**THE TASK**
Select every line of the records that contains the word "bucket", and copy each one out. Treat uppercase and lowercase as different.

**PROVIDED ENTRIES**

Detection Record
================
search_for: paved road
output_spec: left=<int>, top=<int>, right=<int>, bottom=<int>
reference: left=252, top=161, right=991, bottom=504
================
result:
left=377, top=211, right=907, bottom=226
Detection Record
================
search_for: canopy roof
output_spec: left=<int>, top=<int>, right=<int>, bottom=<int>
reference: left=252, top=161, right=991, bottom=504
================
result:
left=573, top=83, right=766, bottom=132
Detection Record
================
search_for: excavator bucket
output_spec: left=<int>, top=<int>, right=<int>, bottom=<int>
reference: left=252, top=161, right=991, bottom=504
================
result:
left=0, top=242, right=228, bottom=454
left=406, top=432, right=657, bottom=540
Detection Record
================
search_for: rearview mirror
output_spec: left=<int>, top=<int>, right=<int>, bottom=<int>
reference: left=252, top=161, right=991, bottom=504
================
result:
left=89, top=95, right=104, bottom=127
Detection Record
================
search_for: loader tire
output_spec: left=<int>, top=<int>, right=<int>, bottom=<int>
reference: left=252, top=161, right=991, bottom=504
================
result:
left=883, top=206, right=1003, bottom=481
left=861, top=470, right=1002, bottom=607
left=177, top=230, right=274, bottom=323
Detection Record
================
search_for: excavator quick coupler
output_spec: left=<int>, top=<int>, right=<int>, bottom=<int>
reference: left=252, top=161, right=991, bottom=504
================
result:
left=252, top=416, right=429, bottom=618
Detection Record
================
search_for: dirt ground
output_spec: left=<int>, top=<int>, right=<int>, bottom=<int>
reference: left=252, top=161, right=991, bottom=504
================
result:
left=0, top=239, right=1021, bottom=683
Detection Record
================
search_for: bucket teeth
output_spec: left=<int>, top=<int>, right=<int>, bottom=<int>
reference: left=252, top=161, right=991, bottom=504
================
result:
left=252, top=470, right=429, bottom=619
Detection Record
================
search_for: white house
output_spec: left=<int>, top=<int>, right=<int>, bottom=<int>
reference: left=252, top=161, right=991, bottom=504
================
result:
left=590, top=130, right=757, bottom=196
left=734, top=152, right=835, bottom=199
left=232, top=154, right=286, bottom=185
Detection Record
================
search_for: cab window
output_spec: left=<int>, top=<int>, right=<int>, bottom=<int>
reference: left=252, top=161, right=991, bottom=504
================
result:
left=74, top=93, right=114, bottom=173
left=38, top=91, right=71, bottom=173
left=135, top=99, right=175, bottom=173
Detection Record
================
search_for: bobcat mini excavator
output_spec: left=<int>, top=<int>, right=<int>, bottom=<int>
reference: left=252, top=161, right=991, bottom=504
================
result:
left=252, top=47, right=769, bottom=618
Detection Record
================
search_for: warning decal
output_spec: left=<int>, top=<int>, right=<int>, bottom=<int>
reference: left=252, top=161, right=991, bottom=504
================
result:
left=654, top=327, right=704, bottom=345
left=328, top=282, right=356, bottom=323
==
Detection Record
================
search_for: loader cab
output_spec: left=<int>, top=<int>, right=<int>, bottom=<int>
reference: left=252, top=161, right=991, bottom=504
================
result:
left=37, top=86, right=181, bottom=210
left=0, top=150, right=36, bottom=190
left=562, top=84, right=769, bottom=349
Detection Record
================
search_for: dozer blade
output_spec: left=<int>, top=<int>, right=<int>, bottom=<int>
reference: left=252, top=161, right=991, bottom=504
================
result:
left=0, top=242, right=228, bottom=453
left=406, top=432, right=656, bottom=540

**SOLUTION BELOW**
search_for: excavator bucket
search_for: bucket teeth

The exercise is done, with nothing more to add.